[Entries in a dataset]
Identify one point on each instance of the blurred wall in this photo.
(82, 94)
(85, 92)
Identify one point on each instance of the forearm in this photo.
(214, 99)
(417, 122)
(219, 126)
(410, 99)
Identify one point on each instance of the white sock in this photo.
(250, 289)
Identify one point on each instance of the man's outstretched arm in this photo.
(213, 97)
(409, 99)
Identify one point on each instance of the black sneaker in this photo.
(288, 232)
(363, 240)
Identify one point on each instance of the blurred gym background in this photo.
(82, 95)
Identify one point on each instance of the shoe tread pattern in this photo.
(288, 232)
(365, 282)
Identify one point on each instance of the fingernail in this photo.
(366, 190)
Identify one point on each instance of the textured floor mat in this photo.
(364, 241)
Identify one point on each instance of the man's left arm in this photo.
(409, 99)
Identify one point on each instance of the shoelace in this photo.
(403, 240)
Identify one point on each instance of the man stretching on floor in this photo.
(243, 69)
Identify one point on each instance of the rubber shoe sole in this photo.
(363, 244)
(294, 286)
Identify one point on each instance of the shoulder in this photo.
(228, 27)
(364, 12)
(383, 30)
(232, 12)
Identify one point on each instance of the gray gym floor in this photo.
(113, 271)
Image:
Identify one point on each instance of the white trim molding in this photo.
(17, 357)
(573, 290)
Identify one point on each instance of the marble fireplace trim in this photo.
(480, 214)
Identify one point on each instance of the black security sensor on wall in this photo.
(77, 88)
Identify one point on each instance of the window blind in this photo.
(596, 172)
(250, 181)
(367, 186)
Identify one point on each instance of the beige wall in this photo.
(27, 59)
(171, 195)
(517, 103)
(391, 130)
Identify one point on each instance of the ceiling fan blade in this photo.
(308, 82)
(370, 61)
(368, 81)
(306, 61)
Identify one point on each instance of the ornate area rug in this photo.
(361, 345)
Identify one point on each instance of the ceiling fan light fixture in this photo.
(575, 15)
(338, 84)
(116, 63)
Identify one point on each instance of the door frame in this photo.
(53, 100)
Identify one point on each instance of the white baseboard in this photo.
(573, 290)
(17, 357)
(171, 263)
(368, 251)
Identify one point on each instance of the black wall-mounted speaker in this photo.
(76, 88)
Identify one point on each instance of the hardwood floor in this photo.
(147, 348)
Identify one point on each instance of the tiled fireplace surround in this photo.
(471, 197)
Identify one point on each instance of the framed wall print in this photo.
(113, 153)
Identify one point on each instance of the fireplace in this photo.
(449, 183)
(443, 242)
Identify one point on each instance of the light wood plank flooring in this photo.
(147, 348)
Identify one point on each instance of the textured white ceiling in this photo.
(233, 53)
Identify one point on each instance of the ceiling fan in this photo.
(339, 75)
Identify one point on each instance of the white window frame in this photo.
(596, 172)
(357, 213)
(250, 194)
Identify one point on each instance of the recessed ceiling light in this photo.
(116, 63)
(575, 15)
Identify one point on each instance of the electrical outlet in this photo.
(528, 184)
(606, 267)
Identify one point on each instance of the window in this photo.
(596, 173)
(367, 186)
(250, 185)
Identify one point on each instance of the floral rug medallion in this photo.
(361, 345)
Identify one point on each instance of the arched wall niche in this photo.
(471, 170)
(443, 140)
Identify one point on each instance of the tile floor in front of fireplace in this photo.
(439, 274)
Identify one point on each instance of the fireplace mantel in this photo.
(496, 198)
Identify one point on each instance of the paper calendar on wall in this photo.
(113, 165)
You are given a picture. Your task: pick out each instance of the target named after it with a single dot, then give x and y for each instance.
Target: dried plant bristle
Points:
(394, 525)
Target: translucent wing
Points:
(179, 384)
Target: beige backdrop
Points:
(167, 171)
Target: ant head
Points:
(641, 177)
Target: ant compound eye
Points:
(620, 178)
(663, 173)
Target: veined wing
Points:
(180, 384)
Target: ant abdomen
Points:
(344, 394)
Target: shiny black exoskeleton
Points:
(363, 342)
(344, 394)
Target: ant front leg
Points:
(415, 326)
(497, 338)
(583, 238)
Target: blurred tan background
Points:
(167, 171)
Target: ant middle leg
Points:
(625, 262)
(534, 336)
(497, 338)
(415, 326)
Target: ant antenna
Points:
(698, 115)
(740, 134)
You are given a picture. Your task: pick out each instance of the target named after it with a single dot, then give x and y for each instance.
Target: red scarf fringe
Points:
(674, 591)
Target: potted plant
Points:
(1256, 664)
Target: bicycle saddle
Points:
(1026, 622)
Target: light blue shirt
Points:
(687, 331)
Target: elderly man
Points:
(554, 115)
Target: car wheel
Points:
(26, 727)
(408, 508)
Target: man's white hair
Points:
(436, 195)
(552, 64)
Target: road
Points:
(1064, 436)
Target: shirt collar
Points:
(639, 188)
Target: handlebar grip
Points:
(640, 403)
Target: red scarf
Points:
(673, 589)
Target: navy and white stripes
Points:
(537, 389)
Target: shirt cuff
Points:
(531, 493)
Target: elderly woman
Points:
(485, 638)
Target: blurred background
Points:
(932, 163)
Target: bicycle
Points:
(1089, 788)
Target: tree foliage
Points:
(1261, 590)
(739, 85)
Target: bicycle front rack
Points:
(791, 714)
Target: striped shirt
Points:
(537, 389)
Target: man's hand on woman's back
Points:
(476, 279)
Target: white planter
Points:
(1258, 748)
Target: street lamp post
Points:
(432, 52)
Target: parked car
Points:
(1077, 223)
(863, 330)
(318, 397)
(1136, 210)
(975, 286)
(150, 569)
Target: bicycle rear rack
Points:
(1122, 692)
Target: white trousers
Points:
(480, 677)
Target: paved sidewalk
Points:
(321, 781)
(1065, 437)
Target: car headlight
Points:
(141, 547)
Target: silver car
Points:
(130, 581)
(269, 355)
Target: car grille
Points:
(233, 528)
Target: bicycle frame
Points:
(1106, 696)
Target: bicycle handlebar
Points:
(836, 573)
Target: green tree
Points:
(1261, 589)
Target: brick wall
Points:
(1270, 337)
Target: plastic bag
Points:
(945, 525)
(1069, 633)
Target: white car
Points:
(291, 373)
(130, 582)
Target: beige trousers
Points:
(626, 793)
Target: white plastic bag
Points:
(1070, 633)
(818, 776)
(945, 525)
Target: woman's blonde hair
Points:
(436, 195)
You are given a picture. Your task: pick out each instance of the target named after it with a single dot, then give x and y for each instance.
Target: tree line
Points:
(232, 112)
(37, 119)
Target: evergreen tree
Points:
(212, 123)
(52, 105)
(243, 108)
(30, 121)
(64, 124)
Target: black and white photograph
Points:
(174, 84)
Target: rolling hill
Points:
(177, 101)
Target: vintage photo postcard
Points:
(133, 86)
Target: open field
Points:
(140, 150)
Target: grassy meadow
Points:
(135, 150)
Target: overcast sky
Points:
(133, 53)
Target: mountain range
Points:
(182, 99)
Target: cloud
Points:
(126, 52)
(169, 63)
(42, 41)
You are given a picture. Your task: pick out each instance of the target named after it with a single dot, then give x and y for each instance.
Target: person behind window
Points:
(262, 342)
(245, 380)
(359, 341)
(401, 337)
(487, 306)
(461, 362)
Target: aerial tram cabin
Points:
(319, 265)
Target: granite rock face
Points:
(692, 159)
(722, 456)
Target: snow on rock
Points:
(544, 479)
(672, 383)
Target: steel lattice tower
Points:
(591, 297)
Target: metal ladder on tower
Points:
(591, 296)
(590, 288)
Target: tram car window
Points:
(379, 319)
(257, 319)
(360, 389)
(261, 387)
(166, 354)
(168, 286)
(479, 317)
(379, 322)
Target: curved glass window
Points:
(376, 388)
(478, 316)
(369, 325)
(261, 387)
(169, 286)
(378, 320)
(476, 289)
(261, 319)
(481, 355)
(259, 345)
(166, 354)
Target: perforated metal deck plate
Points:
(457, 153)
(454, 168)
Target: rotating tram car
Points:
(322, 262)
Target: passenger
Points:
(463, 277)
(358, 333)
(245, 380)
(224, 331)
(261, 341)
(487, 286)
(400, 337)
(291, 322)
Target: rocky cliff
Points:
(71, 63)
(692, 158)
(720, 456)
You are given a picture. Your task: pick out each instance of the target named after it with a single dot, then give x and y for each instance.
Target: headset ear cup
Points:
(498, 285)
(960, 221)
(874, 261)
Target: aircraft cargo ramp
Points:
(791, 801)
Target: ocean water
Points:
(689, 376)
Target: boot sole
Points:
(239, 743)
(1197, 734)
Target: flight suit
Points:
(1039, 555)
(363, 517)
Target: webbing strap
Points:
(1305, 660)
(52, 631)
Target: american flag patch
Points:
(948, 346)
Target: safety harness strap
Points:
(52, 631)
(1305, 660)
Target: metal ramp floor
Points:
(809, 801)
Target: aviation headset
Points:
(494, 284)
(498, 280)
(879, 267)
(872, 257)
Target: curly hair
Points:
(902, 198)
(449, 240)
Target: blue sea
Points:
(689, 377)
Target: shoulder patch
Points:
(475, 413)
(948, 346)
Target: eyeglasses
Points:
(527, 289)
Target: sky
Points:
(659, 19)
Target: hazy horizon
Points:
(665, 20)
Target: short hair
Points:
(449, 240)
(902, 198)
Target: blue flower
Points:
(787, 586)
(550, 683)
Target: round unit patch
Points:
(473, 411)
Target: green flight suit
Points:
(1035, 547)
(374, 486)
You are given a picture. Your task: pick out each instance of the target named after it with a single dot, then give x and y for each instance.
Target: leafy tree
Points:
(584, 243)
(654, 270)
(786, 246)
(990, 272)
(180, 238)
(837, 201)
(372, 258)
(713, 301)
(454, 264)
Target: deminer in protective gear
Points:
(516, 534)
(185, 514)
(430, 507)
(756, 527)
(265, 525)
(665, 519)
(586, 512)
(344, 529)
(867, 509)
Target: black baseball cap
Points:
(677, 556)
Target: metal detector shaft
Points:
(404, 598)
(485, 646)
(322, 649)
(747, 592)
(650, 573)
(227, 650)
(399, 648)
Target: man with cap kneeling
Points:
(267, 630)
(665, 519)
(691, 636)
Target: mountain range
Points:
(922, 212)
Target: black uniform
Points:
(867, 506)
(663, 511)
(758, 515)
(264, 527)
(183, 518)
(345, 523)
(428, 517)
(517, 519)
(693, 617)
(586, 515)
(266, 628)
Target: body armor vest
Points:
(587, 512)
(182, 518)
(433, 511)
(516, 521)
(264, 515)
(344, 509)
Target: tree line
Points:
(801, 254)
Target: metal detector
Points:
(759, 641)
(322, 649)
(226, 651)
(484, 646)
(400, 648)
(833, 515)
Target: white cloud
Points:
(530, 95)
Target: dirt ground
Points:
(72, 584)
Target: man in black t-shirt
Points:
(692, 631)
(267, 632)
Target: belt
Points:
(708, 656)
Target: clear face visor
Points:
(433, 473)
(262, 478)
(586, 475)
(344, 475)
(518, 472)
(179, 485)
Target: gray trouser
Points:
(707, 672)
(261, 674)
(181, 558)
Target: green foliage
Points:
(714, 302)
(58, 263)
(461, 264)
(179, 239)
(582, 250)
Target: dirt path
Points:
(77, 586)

■ Direction: Update the entries from the line with "Target: ant compound eye" to the line with "(1089, 788)", replacing "elderly woman" with "older woman". Leave everything else unchanged.

■ The result:
Target: ant compound eye
Points:
(620, 178)
(663, 173)
Target: veined wing
Points:
(180, 384)
Target: ant abdomen
Points:
(344, 394)
Target: shiny black exoskeleton
Points:
(363, 342)
(344, 394)
Target: ant front leg
Points:
(415, 326)
(497, 338)
(583, 238)
Target: blurred tan background
Points:
(167, 171)
Target: ant middle leg
Points:
(625, 262)
(534, 336)
(497, 338)
(415, 326)
Target: ant antenna
Points:
(698, 115)
(740, 134)
You are given a picture. Your task: pick out each instance of the target named after it with a single dot, then give x and y for each instance.
Target: red scarf fringe
Points:
(674, 591)
Target: potted plant
Points:
(1256, 664)
Target: bicycle saddle
Points:
(1026, 622)
Target: light blue shirt
Points:
(687, 331)
Target: elderly man
Points:
(554, 115)
Target: car wheel
Points:
(26, 727)
(408, 508)
Target: man's white hair
Points:
(436, 195)
(552, 64)
Target: road
Points:
(1064, 436)
Target: shirt collar
Points:
(639, 188)
Target: handlebar grip
Points:
(640, 403)
Target: red scarf
Points:
(673, 589)
Target: navy and white stripes
Points:
(537, 389)
Target: shirt cuff
Points:
(531, 493)
Target: older woman
Points:
(485, 638)
Target: blurred background
Points:
(932, 163)
Target: bicycle
Points:
(1089, 788)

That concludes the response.